Copy all of the items below word for word, but leave out the pictures.
+++ Record extracts +++
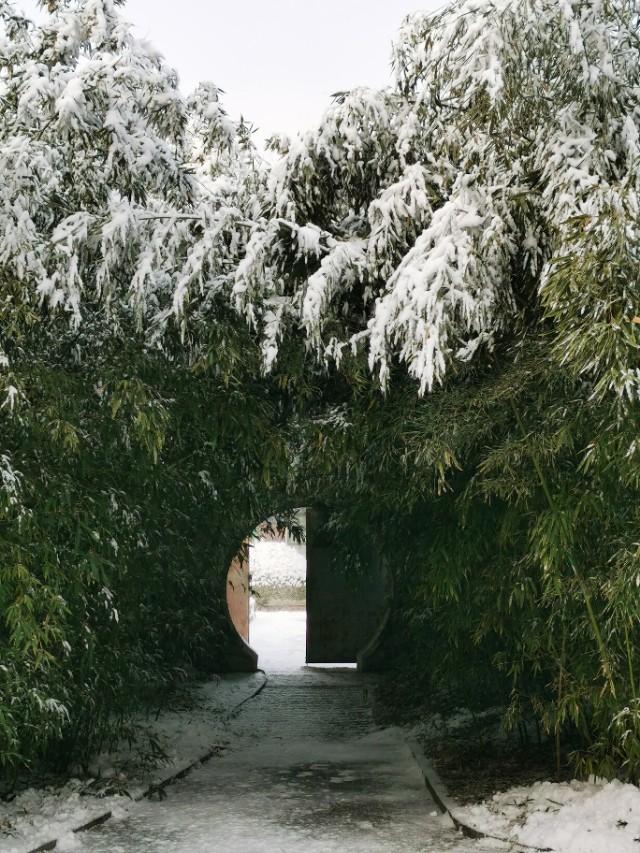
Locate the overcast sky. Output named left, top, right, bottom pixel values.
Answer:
left=23, top=0, right=442, bottom=144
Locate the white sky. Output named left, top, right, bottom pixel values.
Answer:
left=17, top=0, right=442, bottom=144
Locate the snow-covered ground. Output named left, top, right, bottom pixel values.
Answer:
left=249, top=610, right=307, bottom=672
left=0, top=610, right=640, bottom=853
left=0, top=674, right=263, bottom=853
left=455, top=781, right=640, bottom=853
left=249, top=539, right=307, bottom=587
left=249, top=610, right=356, bottom=672
left=57, top=668, right=493, bottom=853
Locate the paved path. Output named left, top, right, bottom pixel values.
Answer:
left=78, top=669, right=496, bottom=853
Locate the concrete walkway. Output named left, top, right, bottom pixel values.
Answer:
left=78, top=616, right=494, bottom=853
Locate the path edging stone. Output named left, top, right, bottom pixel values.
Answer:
left=28, top=669, right=269, bottom=853
left=405, top=733, right=555, bottom=853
+++
**Full response:**
Locate the overcast sky. Output named left, top, right, bottom pixel values.
Answer:
left=23, top=0, right=442, bottom=144
Locate the white sky. Output named left, top, right, bottom pixel values.
Answer:
left=17, top=0, right=442, bottom=144
Locate the snow-covered ground. Output named left, top, right, bottom pixel values.
Answer:
left=249, top=610, right=307, bottom=672
left=0, top=610, right=640, bottom=853
left=0, top=674, right=263, bottom=853
left=455, top=781, right=640, bottom=853
left=249, top=539, right=307, bottom=587
left=249, top=610, right=356, bottom=672
left=57, top=668, right=493, bottom=853
Locate the paved path. Output named left, top, right, bottom pixel values.
Answer:
left=78, top=669, right=496, bottom=853
Locate the concrete walkway. Output named left, top, right, bottom pixel values.
Answer:
left=78, top=616, right=494, bottom=853
Locate the path edging stone. Output named left, top, right, bottom pixel values.
Answer:
left=28, top=669, right=269, bottom=853
left=405, top=733, right=555, bottom=853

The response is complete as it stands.